Input records:
====

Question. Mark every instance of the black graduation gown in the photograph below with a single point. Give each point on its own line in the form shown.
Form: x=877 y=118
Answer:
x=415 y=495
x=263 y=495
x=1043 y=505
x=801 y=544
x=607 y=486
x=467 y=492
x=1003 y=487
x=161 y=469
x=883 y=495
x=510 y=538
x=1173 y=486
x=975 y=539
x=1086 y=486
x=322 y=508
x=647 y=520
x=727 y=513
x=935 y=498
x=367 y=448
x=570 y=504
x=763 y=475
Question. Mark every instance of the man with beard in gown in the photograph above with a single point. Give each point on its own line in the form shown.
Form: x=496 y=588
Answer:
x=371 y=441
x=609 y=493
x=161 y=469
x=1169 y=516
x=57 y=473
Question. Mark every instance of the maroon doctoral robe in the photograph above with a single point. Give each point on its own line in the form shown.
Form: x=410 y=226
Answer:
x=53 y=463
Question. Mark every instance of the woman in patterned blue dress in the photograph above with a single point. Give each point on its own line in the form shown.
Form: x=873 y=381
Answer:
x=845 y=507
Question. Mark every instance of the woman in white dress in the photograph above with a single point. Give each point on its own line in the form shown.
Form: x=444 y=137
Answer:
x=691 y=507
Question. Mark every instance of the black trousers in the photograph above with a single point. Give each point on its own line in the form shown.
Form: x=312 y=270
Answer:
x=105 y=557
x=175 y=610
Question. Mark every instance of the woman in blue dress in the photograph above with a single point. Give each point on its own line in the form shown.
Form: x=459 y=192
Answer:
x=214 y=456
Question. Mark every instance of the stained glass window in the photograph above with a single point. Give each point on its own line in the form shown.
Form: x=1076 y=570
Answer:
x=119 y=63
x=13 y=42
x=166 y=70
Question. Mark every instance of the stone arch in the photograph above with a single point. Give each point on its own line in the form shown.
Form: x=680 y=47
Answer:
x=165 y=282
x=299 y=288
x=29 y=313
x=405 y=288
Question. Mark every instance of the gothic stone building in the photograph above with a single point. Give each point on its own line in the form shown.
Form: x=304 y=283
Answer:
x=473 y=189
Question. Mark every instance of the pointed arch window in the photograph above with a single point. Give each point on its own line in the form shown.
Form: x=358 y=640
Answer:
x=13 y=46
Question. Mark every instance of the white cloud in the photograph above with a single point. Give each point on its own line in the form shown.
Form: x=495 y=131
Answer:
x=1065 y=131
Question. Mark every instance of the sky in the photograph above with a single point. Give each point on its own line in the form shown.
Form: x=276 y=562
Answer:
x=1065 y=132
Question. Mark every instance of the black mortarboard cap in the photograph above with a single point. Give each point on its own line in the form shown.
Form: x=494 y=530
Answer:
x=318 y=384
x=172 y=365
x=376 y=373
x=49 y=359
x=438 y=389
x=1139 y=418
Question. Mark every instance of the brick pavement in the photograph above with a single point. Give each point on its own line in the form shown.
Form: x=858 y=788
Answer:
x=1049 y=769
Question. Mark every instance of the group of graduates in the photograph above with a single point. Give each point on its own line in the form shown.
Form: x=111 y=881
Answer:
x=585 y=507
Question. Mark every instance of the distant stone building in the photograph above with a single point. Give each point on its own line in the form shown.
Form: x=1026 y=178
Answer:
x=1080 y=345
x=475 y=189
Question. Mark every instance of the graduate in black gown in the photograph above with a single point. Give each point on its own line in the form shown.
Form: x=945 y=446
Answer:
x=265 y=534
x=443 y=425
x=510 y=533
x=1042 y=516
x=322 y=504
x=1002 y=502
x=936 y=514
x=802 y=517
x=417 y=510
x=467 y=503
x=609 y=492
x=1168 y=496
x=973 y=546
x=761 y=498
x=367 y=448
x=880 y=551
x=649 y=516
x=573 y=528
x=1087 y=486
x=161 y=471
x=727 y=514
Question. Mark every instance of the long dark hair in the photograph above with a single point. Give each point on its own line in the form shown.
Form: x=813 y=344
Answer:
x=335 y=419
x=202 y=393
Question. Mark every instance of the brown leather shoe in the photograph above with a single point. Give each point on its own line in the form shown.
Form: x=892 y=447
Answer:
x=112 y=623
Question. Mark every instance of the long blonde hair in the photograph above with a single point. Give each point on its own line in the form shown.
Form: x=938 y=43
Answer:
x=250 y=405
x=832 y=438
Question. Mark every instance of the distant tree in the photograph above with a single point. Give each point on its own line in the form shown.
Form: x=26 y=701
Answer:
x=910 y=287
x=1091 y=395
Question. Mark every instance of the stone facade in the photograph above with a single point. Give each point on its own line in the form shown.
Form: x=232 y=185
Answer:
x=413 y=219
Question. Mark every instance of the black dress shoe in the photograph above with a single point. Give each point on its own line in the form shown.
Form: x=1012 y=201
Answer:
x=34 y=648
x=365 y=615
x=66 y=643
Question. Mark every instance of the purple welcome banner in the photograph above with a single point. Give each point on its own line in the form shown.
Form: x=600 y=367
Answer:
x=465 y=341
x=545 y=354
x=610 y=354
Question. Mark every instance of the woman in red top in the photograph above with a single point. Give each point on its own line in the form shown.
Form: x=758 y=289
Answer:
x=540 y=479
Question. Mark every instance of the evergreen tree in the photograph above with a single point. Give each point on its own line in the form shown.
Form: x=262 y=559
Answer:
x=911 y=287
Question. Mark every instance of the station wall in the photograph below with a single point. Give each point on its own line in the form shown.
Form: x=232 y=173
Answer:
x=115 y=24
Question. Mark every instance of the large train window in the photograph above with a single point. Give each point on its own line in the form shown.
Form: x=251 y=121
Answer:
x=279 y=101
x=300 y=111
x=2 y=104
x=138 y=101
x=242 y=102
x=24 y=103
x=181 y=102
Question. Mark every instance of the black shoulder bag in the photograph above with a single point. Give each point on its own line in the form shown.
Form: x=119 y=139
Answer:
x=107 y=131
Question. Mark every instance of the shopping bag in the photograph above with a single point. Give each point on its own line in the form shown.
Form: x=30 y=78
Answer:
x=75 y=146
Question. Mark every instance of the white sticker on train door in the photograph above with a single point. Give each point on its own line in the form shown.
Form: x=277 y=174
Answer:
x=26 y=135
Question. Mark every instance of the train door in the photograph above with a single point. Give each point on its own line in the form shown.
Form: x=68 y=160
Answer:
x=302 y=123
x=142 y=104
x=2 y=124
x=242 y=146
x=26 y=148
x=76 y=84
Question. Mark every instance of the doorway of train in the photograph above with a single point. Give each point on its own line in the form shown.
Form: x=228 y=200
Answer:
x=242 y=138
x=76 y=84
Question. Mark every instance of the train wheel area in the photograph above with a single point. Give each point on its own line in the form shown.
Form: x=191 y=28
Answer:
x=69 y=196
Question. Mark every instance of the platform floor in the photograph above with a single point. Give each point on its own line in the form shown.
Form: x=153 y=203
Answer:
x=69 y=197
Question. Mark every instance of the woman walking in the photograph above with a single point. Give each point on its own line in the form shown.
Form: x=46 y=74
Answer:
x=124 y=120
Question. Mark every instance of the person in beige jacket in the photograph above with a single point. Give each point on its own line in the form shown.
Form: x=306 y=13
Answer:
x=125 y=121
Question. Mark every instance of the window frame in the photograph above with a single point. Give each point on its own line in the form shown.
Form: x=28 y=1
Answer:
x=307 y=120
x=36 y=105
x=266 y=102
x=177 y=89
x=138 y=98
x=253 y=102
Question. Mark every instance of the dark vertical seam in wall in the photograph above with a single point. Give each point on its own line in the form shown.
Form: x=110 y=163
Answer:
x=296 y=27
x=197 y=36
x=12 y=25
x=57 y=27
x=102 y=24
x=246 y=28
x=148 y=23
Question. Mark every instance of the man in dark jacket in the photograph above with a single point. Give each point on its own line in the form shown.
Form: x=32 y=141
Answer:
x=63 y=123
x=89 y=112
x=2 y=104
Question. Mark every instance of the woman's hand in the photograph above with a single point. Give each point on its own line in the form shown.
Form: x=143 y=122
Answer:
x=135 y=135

====

Exercise details: Reproduce, unchanged, the lines of the material above that fall between the line containing "Question. Mark every instance of the long dark" and the line containing "x=1091 y=395", including both of those lines.

Result for this exercise:
Question. Mark every instance of the long dark hair in the photograph above with a single point. Give each point on its own line in the form shown.
Form: x=813 y=344
Answer:
x=335 y=419
x=202 y=393
Question. Mark every instance of the brown leather shoe in the photograph above with a single point. Give each point on its own line in the form shown.
Form: x=892 y=447
Answer:
x=112 y=623
Question. Mark every instance of the long blonde hair in the photograph above with a single point. Give each point on its own line in the form shown.
Form: x=938 y=43
Answer:
x=250 y=405
x=832 y=438
Question. Mark every instance of the distant tree in the photograph above with a single point. Give each point on its own line in the form shown.
Form: x=26 y=701
Answer:
x=910 y=287
x=1091 y=395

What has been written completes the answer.